Image-grounded pointing data:
☆ ☆ ☆ ☆

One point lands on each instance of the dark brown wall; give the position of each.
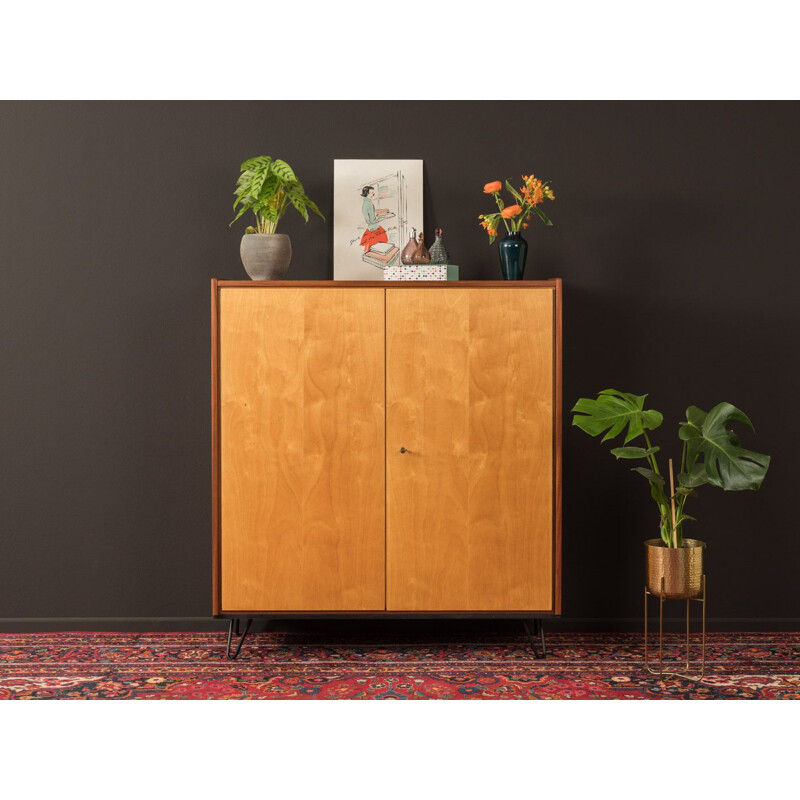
(675, 234)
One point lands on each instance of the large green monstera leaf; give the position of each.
(714, 454)
(611, 413)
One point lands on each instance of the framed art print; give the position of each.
(376, 204)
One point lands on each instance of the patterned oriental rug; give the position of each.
(323, 665)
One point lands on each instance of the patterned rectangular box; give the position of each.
(419, 272)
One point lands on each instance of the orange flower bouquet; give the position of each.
(515, 217)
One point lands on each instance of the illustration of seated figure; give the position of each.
(374, 232)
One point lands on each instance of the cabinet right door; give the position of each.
(469, 449)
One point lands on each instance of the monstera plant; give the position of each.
(711, 452)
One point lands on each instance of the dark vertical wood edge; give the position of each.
(215, 478)
(557, 441)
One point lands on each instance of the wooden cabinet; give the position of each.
(386, 448)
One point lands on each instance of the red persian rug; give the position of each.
(320, 666)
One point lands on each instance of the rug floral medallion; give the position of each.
(319, 666)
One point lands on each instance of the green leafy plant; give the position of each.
(711, 454)
(267, 187)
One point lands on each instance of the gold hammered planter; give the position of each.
(680, 568)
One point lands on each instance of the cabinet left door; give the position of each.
(301, 449)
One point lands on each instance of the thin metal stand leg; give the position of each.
(538, 630)
(235, 623)
(671, 673)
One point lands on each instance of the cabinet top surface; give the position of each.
(546, 284)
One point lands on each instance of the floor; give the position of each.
(314, 662)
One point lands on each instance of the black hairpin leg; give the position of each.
(233, 625)
(538, 629)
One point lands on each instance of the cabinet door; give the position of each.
(302, 425)
(470, 397)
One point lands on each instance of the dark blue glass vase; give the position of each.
(513, 252)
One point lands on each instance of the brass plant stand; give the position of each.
(700, 598)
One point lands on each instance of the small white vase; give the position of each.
(266, 256)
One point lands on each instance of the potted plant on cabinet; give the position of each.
(267, 187)
(711, 454)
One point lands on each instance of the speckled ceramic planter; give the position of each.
(266, 256)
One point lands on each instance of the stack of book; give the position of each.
(421, 272)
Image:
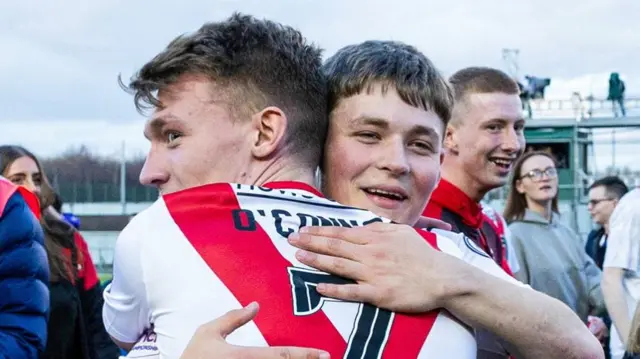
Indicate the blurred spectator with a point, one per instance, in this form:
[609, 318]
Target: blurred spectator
[633, 343]
[621, 274]
[604, 195]
[75, 327]
[24, 275]
[616, 94]
[550, 253]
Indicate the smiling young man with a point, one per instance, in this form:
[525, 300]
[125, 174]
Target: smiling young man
[483, 139]
[243, 100]
[481, 142]
[237, 132]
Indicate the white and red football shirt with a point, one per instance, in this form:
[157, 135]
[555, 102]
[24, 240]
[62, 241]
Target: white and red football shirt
[199, 253]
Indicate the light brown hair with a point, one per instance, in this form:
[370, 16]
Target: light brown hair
[472, 80]
[256, 63]
[391, 64]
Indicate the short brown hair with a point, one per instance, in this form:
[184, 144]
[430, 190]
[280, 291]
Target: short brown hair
[357, 68]
[482, 80]
[259, 63]
[516, 204]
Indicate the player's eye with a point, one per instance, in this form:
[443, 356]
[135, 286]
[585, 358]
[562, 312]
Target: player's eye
[172, 137]
[368, 136]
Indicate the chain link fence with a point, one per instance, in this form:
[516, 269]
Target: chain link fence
[87, 192]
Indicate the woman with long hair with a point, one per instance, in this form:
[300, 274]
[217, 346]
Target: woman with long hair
[75, 328]
[551, 256]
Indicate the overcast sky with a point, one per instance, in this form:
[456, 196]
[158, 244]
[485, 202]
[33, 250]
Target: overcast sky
[59, 60]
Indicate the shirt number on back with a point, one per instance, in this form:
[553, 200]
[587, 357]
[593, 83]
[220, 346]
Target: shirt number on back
[372, 325]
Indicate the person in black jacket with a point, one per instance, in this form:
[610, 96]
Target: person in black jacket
[75, 326]
[604, 195]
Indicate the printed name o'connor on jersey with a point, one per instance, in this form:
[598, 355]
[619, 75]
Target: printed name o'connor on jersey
[194, 255]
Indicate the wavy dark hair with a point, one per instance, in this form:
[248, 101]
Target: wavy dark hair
[59, 235]
[516, 203]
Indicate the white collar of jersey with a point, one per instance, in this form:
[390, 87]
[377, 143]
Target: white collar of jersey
[293, 185]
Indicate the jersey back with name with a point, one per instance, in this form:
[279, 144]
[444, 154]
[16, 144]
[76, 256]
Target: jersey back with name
[215, 248]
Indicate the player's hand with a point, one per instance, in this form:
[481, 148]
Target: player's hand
[393, 266]
[428, 222]
[598, 328]
[209, 341]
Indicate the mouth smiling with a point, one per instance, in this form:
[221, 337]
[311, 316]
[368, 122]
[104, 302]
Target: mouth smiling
[386, 197]
[503, 163]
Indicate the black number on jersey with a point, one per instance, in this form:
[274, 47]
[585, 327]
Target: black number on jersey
[372, 325]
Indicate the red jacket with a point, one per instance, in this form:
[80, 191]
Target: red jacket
[465, 215]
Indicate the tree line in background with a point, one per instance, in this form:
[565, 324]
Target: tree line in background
[82, 176]
[79, 175]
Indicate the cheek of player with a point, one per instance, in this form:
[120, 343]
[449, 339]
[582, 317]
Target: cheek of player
[542, 189]
[196, 143]
[386, 173]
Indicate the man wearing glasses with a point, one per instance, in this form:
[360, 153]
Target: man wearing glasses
[604, 195]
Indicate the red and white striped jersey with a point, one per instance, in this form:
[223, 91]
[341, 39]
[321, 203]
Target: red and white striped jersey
[197, 254]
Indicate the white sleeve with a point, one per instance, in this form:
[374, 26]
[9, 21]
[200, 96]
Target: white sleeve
[512, 258]
[475, 256]
[125, 312]
[623, 243]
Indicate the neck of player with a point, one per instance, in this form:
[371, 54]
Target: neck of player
[278, 171]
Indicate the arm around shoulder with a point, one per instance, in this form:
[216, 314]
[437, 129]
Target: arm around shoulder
[24, 278]
[125, 312]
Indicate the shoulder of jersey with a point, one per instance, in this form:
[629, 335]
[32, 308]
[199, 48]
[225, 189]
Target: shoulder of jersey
[448, 242]
[144, 219]
[461, 241]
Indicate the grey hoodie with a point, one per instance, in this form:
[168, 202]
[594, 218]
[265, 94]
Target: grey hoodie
[553, 261]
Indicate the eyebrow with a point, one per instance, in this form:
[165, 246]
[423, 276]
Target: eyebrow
[384, 125]
[154, 127]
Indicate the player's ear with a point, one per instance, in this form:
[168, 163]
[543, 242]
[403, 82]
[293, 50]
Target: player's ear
[450, 140]
[270, 127]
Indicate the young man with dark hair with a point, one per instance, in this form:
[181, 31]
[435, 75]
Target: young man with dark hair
[229, 240]
[604, 195]
[621, 269]
[482, 141]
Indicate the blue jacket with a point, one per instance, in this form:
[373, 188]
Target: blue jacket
[24, 278]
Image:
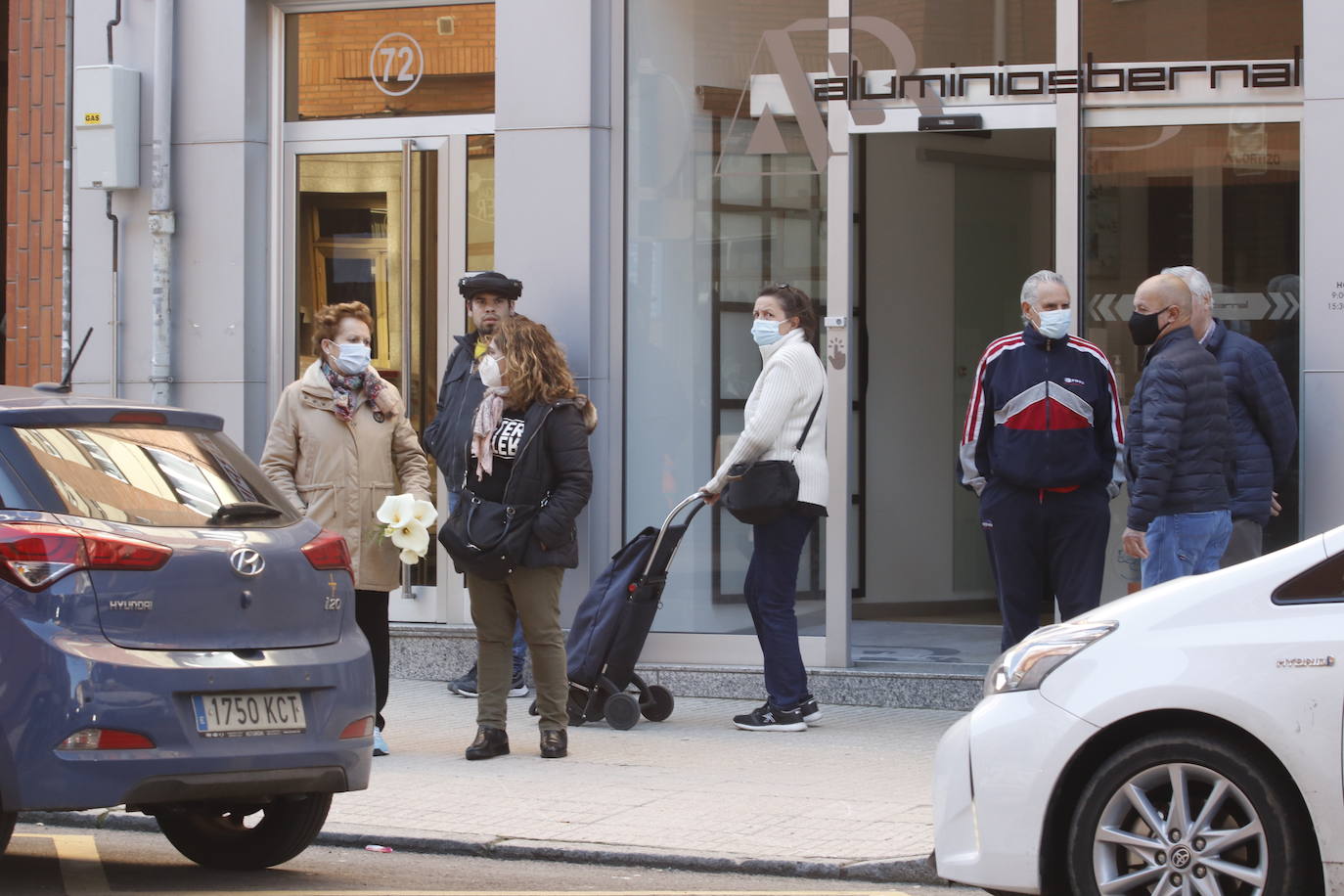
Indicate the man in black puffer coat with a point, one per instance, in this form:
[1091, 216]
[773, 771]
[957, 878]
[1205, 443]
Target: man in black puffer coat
[1179, 453]
[1261, 414]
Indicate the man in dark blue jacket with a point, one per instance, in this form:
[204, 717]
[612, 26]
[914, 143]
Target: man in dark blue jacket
[1262, 418]
[489, 298]
[1042, 448]
[1179, 453]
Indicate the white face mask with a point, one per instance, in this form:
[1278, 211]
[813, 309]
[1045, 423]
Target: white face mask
[489, 371]
[352, 357]
[1055, 324]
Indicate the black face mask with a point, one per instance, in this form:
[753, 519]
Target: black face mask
[1143, 328]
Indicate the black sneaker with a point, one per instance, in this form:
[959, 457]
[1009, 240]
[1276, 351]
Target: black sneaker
[466, 686]
[768, 718]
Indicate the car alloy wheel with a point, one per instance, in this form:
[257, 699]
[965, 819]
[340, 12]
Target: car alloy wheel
[1189, 814]
[1175, 827]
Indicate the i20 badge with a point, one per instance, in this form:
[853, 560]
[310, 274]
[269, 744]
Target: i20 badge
[246, 561]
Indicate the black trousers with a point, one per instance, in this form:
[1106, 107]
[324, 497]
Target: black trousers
[1045, 547]
[371, 615]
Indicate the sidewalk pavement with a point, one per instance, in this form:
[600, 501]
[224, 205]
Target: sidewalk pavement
[850, 798]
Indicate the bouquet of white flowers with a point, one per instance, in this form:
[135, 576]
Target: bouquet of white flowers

☆ ☆ ☆ ☆

### PROBLEM TO WORK ON
Copy each line above where "flowers" appears.

### YOUR SOLUTION
Indicate the bouquet of white flowers with a point, one per instance, in this form:
Target: bouquet of white flowers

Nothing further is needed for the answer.